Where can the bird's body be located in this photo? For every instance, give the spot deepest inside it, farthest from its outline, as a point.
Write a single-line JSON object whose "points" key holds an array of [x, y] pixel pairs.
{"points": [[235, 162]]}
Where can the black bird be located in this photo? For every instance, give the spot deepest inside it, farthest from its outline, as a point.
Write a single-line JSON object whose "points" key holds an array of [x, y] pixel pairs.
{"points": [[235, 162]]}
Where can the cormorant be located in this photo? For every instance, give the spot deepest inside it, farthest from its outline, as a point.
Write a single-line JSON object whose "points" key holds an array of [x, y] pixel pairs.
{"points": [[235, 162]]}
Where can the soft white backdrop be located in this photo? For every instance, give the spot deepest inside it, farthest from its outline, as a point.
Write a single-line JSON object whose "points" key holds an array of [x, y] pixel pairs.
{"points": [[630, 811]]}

------------------------

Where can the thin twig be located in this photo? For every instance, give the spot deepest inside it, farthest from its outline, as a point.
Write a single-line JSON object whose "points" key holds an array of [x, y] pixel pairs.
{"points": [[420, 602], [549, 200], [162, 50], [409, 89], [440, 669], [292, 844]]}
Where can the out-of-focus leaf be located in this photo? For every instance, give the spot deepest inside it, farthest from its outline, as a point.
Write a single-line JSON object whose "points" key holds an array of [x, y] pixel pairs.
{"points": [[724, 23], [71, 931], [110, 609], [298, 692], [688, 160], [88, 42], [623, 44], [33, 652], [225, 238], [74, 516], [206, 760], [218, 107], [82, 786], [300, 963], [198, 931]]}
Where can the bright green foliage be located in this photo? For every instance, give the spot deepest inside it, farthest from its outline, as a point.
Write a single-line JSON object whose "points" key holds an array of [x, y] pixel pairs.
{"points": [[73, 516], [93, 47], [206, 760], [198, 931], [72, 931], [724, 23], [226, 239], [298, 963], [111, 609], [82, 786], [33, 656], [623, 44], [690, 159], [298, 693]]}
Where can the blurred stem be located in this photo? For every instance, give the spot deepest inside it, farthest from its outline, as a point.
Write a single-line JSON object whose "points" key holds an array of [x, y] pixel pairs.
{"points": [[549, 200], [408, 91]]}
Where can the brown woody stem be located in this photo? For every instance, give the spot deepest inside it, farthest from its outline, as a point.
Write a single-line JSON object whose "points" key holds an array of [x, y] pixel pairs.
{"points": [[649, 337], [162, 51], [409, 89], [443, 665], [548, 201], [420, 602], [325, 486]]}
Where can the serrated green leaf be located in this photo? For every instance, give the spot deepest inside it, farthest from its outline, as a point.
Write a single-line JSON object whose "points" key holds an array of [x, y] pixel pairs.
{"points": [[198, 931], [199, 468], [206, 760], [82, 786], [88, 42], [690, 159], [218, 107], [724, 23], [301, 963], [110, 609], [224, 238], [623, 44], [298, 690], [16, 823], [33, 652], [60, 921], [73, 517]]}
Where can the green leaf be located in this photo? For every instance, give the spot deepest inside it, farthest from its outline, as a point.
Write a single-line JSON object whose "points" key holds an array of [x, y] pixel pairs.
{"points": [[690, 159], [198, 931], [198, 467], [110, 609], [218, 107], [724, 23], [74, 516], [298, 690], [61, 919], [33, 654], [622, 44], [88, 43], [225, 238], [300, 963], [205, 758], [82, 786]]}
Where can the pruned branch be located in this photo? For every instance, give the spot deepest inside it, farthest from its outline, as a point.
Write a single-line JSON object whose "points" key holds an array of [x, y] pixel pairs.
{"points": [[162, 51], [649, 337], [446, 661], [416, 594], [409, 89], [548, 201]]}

------------------------

▶ _EXERCISE REQUIREMENTS_
Look through the entries and return every line where "bird" appears.

▶ _ANSWER FOR THIS EXERCISE_
Where can the bird's body be located in this photo? For every instance, give the spot deepest inside it, farthest from its outline, as a point.
Where can the black bird be located in this photo? For every instance, give the spot deepest inside it, farthest from its outline, as a point.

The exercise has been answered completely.